* [Data for this task]
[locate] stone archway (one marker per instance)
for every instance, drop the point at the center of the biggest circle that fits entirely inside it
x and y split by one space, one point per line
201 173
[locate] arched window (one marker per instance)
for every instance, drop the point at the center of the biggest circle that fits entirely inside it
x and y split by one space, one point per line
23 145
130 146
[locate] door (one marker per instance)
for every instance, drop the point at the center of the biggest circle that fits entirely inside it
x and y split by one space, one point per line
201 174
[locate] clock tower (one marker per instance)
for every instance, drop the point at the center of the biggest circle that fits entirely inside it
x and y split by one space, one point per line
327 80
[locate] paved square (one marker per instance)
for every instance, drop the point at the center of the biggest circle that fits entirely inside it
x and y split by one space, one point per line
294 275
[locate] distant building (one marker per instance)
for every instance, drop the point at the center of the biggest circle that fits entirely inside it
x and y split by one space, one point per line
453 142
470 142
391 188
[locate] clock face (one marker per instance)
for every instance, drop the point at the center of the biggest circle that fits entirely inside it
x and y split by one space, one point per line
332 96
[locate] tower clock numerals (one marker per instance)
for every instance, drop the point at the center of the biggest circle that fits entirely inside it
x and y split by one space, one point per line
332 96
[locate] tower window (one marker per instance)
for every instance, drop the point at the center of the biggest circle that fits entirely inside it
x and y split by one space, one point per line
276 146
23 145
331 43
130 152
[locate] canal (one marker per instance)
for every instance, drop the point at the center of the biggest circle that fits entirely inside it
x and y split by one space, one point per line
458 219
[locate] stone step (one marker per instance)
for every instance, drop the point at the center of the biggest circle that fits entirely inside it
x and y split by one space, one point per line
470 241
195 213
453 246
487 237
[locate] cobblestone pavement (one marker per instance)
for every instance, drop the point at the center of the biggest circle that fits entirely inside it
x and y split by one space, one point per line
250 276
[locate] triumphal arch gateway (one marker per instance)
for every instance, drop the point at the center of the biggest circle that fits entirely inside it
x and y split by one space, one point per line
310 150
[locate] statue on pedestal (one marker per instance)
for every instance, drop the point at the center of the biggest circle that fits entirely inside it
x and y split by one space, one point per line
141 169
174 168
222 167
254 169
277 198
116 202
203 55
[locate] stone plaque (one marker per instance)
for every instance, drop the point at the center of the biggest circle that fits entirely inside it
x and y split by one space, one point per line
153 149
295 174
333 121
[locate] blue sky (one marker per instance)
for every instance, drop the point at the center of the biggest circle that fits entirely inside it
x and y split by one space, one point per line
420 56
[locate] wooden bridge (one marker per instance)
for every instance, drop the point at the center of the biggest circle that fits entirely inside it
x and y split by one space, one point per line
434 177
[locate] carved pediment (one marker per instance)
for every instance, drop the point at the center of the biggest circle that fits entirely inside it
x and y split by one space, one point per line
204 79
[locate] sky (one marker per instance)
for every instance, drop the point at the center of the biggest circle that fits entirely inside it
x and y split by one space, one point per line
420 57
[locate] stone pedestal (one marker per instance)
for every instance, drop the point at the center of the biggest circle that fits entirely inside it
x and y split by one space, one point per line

* [Exercise directions]
Report all lines of the material that contain the word "tower".

* [Written response]
[locate] clock tower (one marker per instance)
[locate] tower clock numerals (one marker per instance)
[locate] tower window (one marker per instance)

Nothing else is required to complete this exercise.